SET EXERCISE: Below, take the records from the line with "Task: tag every instance of the blue jeans" up to and including the line with "pixel 15 16" and format them as a Markdown table with the columns Row and Line. Put each line in its own numbered row and leave out blank lines.

RECORD LIST:
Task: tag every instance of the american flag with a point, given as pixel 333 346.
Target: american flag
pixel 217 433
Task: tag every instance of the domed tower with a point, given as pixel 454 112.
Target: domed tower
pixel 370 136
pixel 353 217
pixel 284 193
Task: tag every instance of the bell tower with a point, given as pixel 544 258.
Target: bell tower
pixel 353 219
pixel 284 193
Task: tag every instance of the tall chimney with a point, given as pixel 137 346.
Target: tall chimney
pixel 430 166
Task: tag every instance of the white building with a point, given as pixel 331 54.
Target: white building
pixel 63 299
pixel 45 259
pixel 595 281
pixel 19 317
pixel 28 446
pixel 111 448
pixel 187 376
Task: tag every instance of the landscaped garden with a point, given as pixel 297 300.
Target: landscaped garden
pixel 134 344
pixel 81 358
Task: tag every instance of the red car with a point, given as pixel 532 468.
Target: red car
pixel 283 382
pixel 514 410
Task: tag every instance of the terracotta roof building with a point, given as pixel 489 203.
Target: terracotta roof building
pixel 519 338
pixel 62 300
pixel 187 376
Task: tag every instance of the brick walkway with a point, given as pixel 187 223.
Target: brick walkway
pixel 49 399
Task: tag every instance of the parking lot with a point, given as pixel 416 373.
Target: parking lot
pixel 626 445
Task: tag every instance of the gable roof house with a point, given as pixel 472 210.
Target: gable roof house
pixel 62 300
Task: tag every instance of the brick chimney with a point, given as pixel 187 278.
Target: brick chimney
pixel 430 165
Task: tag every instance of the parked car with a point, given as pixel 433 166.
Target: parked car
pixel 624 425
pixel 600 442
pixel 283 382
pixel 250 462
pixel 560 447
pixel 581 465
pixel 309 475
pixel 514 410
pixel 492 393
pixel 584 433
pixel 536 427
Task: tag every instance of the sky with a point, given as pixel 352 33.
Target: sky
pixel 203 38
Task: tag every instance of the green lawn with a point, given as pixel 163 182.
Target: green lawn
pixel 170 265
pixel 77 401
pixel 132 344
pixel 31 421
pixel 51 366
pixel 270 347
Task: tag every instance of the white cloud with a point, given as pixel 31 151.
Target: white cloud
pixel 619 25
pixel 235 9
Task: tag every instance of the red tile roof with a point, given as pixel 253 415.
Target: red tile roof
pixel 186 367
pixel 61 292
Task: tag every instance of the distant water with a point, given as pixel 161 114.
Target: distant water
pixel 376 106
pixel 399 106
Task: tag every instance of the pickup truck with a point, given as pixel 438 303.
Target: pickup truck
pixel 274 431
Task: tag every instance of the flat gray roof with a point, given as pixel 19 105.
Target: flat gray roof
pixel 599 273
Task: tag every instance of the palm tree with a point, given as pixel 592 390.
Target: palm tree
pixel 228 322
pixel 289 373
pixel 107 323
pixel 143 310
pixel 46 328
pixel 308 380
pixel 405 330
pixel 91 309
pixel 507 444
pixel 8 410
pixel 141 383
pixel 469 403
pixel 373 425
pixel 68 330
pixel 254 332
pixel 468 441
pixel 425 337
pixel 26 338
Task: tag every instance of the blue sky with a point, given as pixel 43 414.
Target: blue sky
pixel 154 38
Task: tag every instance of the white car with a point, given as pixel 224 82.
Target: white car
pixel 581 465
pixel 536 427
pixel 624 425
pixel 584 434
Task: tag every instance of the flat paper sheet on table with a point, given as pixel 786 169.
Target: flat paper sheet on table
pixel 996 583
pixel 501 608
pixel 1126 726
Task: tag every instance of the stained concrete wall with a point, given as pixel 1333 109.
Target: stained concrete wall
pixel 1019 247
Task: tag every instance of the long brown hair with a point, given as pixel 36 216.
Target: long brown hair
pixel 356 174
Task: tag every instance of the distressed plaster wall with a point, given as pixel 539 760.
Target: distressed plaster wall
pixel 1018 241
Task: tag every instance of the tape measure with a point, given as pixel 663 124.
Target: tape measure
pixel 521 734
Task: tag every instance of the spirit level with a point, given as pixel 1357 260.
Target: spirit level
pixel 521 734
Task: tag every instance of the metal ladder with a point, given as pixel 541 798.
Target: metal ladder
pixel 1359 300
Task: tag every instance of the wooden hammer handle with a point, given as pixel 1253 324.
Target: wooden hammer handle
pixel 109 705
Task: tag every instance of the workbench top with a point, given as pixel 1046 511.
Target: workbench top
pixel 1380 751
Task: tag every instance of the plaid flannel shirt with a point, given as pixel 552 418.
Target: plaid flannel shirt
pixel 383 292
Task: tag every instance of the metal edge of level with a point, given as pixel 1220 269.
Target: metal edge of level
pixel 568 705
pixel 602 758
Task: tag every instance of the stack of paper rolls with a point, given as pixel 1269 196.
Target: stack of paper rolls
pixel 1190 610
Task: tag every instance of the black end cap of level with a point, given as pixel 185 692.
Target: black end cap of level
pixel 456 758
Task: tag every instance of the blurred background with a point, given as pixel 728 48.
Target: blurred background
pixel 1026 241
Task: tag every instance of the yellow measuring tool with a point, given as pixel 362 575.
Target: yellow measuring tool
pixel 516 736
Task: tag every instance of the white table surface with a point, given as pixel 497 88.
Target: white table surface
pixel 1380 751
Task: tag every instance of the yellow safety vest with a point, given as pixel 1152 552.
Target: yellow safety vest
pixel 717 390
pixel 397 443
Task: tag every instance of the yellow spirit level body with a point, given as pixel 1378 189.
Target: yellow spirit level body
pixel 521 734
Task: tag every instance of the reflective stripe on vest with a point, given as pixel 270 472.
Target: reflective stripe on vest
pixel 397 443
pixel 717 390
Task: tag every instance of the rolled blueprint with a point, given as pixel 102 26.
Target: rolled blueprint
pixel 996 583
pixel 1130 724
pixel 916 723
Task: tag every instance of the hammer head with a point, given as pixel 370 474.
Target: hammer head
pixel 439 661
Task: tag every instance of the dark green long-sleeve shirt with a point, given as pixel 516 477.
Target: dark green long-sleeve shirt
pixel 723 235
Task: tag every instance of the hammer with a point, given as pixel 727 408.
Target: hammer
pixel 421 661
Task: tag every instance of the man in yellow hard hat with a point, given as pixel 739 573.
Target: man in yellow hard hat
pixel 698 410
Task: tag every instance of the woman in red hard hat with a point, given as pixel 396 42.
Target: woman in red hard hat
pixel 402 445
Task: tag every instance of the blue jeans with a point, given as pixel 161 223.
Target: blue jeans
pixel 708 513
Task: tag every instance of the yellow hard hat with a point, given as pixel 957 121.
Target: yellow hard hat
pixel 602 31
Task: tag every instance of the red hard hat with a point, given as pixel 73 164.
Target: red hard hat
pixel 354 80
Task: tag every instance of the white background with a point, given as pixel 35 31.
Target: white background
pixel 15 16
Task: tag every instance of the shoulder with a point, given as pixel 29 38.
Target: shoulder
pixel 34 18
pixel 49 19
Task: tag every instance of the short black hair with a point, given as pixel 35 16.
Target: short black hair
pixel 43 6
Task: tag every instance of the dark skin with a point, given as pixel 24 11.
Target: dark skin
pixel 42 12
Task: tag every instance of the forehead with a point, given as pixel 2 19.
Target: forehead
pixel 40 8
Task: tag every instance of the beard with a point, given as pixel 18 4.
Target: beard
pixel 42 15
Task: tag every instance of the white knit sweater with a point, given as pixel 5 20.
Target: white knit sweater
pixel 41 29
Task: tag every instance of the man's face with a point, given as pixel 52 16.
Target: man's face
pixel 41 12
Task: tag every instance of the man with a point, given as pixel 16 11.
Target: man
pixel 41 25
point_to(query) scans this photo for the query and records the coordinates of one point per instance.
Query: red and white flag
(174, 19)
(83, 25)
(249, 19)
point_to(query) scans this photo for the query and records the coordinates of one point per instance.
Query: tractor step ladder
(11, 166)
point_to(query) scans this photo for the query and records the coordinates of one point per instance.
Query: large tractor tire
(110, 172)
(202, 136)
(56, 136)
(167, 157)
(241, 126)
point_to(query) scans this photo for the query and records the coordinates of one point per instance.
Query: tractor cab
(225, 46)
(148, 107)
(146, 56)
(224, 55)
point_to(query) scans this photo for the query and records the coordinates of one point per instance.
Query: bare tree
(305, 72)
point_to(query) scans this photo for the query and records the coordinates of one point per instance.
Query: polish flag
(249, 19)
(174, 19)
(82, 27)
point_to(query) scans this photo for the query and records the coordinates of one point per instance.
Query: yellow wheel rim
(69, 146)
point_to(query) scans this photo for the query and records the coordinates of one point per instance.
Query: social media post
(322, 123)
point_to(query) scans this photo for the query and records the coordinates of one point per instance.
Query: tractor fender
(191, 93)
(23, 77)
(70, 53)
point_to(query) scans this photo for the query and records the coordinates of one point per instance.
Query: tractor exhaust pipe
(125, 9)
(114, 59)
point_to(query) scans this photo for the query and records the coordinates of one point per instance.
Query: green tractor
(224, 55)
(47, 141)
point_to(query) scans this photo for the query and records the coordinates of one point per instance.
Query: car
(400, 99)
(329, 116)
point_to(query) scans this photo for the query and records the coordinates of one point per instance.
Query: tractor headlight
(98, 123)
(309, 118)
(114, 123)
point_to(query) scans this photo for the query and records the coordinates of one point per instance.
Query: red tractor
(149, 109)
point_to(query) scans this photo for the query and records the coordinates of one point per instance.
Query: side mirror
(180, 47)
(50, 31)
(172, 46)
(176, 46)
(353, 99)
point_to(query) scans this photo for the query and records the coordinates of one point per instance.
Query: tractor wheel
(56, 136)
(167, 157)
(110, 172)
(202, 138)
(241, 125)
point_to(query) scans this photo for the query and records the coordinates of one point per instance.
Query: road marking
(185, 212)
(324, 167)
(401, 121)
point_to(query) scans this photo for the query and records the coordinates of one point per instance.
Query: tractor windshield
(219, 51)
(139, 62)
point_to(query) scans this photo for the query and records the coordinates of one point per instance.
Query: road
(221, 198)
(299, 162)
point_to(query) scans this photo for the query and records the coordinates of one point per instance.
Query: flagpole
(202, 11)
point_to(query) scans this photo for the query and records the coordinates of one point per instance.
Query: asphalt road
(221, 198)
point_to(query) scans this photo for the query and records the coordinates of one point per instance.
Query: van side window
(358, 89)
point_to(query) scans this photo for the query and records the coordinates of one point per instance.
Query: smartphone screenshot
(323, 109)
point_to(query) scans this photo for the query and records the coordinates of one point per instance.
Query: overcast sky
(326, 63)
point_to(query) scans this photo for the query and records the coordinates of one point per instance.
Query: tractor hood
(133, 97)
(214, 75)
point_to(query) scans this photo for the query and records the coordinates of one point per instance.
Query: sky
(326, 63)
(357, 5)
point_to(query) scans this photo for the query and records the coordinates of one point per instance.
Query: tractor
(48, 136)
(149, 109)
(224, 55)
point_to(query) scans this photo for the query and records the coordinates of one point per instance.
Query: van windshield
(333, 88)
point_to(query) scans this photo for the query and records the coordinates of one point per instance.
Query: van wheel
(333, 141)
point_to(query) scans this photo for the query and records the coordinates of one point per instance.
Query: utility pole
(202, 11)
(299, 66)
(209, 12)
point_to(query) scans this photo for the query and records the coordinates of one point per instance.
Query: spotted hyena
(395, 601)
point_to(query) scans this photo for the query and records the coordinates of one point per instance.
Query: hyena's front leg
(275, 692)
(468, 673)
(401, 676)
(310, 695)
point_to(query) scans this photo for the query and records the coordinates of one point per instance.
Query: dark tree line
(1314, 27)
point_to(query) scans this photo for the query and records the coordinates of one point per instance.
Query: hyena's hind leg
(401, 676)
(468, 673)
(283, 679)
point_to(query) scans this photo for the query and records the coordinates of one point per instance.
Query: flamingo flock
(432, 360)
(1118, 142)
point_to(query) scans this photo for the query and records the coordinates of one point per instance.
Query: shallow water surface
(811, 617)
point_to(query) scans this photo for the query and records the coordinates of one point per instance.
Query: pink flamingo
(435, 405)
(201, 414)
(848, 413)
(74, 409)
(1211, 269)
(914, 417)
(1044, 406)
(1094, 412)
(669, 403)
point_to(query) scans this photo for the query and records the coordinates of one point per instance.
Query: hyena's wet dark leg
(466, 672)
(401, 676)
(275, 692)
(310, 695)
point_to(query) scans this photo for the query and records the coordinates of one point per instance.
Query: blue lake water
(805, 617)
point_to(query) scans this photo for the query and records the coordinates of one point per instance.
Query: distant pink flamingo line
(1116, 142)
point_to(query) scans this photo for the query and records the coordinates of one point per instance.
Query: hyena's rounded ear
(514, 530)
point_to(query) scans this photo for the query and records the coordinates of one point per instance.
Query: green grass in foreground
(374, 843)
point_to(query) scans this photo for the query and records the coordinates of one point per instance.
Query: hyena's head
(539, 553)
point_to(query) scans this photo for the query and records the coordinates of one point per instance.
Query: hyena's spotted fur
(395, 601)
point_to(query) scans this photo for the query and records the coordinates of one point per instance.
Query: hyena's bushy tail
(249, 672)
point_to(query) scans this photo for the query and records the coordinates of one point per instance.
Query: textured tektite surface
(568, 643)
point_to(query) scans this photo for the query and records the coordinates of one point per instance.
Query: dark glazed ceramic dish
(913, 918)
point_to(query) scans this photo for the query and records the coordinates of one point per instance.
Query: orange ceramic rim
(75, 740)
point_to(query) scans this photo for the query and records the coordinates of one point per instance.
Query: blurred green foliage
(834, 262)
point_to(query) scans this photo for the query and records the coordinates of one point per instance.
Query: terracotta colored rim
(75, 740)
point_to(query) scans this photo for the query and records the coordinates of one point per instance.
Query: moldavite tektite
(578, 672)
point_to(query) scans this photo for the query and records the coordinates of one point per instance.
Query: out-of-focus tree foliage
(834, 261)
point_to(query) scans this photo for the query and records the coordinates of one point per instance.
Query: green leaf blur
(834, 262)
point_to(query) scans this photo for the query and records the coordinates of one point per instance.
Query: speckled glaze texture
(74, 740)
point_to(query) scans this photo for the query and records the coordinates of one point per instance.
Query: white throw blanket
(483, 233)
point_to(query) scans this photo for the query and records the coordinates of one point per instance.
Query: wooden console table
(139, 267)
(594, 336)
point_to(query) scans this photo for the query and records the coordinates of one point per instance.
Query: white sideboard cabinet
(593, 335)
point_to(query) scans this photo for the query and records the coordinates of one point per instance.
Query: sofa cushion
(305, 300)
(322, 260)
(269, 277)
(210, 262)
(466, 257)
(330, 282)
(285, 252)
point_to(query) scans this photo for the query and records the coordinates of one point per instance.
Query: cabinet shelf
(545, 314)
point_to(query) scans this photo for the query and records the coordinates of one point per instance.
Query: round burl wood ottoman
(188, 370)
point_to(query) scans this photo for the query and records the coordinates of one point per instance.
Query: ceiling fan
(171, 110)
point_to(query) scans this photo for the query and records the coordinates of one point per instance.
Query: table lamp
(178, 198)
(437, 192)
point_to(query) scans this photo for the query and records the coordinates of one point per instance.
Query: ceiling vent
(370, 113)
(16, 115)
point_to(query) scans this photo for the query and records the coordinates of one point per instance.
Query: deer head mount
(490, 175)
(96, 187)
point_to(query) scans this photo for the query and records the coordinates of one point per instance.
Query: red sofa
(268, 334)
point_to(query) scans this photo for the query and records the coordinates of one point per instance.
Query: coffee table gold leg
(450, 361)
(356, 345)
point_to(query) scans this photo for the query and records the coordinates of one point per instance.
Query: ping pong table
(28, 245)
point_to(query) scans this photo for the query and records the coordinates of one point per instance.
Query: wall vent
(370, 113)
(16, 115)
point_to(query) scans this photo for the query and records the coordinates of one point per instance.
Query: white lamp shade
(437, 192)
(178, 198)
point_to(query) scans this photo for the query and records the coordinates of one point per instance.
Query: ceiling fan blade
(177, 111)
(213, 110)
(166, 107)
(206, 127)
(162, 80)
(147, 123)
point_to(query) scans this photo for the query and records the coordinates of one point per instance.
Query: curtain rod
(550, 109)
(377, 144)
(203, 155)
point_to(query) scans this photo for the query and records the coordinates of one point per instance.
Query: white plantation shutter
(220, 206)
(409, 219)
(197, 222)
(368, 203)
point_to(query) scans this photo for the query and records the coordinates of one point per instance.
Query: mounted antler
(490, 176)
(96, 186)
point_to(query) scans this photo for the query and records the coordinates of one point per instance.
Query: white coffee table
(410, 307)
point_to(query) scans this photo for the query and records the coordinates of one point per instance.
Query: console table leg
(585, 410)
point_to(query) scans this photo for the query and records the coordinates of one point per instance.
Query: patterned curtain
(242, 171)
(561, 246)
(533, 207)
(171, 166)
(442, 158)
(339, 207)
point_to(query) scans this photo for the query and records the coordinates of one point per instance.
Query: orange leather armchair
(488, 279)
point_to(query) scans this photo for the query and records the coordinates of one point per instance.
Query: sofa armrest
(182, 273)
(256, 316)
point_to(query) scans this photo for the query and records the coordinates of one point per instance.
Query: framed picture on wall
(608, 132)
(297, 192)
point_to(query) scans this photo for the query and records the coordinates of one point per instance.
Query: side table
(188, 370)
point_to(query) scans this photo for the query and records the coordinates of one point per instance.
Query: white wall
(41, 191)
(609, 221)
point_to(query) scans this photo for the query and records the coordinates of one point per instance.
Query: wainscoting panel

EXERCISE RESULT:
| Row | Line |
|---|---|
| 1 | Task: tag every instance of the blue jeans with a point, given as pixel 161 223. |
| 2 | Target: blue jeans |
| 3 | pixel 708 513 |
| 4 | Task: tag every instance of the yellow hard hat with a point, given as pixel 957 121. |
| 5 | Target: yellow hard hat |
| 6 | pixel 602 31 |
| 7 | Task: tag every instance of the red hard hat with a point, given as pixel 73 164. |
| 8 | Target: red hard hat |
| 9 | pixel 354 80 |
| 10 | Task: tag every instance of the white background with a point, given as pixel 35 31. |
| 11 | Target: white background |
| 12 | pixel 15 16 |